## EXERCISE INPUTS:

■ ■ ■ ■ ■ ■ ■

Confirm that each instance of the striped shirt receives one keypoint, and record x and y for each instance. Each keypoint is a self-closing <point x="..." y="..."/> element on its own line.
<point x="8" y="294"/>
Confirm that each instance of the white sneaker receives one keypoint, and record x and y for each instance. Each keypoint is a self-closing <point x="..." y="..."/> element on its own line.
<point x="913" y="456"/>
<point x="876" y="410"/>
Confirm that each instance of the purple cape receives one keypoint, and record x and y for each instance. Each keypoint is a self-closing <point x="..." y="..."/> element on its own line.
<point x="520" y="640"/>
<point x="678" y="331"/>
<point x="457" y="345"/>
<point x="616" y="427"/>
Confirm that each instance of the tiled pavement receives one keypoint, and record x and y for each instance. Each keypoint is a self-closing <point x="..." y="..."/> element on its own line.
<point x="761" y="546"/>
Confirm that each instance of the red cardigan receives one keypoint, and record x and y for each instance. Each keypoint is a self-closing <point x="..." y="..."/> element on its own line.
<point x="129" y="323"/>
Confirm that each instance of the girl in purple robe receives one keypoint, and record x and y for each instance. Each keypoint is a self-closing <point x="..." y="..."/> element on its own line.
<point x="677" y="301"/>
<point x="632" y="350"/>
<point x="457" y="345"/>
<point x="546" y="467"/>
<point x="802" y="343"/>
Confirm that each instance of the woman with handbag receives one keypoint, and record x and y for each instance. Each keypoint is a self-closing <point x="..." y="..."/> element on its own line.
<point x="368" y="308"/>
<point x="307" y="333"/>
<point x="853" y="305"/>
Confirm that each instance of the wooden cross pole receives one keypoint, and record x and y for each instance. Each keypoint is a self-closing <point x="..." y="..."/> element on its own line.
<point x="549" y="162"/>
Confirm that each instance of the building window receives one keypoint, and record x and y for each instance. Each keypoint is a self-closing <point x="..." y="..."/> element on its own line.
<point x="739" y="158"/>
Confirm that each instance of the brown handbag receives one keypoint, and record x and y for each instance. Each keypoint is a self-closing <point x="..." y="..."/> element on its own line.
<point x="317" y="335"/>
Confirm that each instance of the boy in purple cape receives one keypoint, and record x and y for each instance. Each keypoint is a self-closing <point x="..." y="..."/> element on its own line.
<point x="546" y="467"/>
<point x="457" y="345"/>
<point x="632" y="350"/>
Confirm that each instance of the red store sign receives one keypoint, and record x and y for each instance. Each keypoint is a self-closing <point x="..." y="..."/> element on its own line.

■ ■ ■ ■ ■ ■ ■

## PROBLEM TO SOLVE:
Each entry above should be written again exactly.

## TASK RESULT:
Confirm that each instance of the striped shirt receives one keypoint, and record x and y for each instance. Each keypoint is a self-closing <point x="..." y="..."/> element on its own line.
<point x="8" y="294"/>
Confirm that each instance of the white sneaker receives one keypoint, and record x and y for each instance. Each keypoint is a self-closing <point x="..." y="..."/> element on its own line.
<point x="913" y="456"/>
<point x="876" y="410"/>
Confirm that each instance of the purple cape receives one keypoint, and record x and y for each instance. Each keypoint is a self-closing <point x="..." y="..."/> element on its own line.
<point x="520" y="640"/>
<point x="678" y="331"/>
<point x="457" y="345"/>
<point x="616" y="427"/>
Confirm that each instance of the tiled pavement receives one keypoint, and record x and y for each instance. Each keypoint is a self-closing <point x="..." y="..."/> element on its own line.
<point x="761" y="546"/>
Confirm that each instance of the red cardigan receives one keypoint, and record x and y for each instance. Each keypoint is a self-closing <point x="..." y="..."/> element on its own line.
<point x="129" y="323"/>
Confirm that each instance of the girl in purple robe receives one keypoint, and record x and y for each instance. Each keypoint is a self-closing <point x="..." y="..."/> element on its own line.
<point x="677" y="301"/>
<point x="632" y="350"/>
<point x="457" y="345"/>
<point x="546" y="467"/>
<point x="802" y="343"/>
Confirm that each instance of the woman with handbag receives one keypoint, and record x and y for each instance. Each keypoint is a self-closing <point x="..." y="..."/> element on its own line.
<point x="368" y="308"/>
<point x="307" y="333"/>
<point x="853" y="305"/>
Confirm that each instance of the wooden cross pole receives one keypoint, and record x and y for each instance. Each keypoint is a self-closing <point x="..." y="..."/> element on its own line.
<point x="549" y="162"/>
Confirm that each instance of the building window receives one keypoint, and record x and y for each instance. Each keypoint is a self-closing <point x="..." y="..."/> element on its own line.
<point x="739" y="158"/>
Confirm that each instance of the brown handbag receives one keypoint, and record x and y for each instance. Each keypoint is a self-closing <point x="..." y="..."/> element on its own line.
<point x="317" y="335"/>
Confirm that each instance of the boy in purple cape receives one keypoint, and record x and y for each instance. Each keypoint is a self-closing <point x="..." y="..."/> element on its own line.
<point x="546" y="467"/>
<point x="457" y="345"/>
<point x="632" y="350"/>
Confirm that each instance of the red store sign receives one keypoint, and record x and y for each instance. Each keypoint is a self-closing <point x="..." y="..."/> element on its own line.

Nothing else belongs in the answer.